University of Glasgow James Watt Nanofabrication Centre officially opened

Microelectronics International

ISSN: 1356-5362

Article publication date: 31 July 2007

52

Citation

(2007), "University of Glasgow James Watt Nanofabrication Centre officially opened", Microelectronics International, Vol. 24 No. 3. https://doi.org/10.1108/mi.2007.21824cab.008

Publisher

:

Emerald Group Publishing Limited

Copyright © 2007, Emerald Group Publishing Limited


University of Glasgow James Watt Nanofabrication Centre officially opened

University of Glasgow James Watt Nanofabrication Centre officially opened

Lord Broers officially opened the new James Watt Nanofabrication Centre at Glasgow University.

The new facility within Glasgow University, centred on the Department of Electronics and Electrical Engineering, will be the focus of interdisciplinary research at the nanometre scale and brings together many different research groups working in engineering and the physical and life sciences.

The Centre has comprehensive micro and nanofabrication facilities housed within 750m2 of cleanroom space including one of the most advanced large area high-resolution electron beam lithography tools in the world. Glasgow University has been engaged in micro and nanofabrication for more than thirty years and has a wealth of accumulated expertise in core fabrication technologies.

The Centre opens in the same week as multi-million pound funding for a major nanoelectronics research project at the University of Glasgow was announced.

The Engineering and Physical Sciences Research Council (EPSRC) funding, worth over £4m, is a huge boost to the James Watt Nanofabrication Centre.

As world leaders in compound semiconductor transistor technology, five teams from the University of Glasgow will collaborate in a £4m research project, led by Professor Iain Thayne of the Department of Electronics and Electrical Engineering, to develop transistor technologies required for future generations of integrated circuits. It is anticipated that the work will have a major impact in key areas of electronics including microprocessors for computers, but will also be used more widely in numerous medical, safety, imaging and communications applications.

Region pointing data:
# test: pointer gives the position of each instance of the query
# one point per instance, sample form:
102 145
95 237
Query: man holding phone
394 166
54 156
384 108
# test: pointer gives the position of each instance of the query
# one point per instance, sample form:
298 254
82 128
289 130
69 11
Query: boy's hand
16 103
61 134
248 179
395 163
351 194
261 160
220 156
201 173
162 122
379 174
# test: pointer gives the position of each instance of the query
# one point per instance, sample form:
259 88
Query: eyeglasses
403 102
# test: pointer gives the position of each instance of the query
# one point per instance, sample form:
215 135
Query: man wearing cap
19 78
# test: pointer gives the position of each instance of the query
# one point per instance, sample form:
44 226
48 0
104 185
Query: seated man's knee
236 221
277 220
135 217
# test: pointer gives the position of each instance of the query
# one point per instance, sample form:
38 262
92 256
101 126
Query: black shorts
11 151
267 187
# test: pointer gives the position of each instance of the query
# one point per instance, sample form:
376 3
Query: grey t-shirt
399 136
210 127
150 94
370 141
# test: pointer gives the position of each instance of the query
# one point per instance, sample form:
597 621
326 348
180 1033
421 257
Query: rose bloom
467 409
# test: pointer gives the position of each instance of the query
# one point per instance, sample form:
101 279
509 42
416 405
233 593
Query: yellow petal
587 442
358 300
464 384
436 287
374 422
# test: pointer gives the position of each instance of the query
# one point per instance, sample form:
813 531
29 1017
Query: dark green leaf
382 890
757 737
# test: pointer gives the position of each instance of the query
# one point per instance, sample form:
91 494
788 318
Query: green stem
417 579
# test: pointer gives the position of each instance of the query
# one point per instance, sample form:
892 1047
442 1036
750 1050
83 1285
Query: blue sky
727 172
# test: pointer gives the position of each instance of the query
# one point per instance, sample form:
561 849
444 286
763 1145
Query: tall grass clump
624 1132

### Study questions
1. Answer these questions from the article on the opening of the James Watt Nanofabrication Centre.
(a) How much cleanroom space houses the Centre's micro and nanofabrication facilities?
(b) For how long has Glasgow University been engaged in micro and nanofabrication?
(c) Who leads the £4m research project on transistor technologies?
2. Return the passage of the article on the James Watt Nanofabrication Centre opening that begins at the words "The Centre has" and stops after the words "Glasgow was announced.".

### Answers to the exercise
1.
(a) 750m2
(b) More than thirty years
(c) Professor Iain Thayne of the Department of Electronics and Electrical Engineering

2.
The Centre has comprehensive micro and nanofabrication facilities housed within 750m2 of cleanroom space including one of the most advanced large area high-resolution electron beam lithography tools in the world. Glasgow University has been engaged in micro and nanofabrication for more than thirty years and has a wealth of accumulated expertise in core fabrication technologies.

The Centre opens in the same week as multi-million pound funding for a major nanoelectronics research project at the University of Glasgow was announced.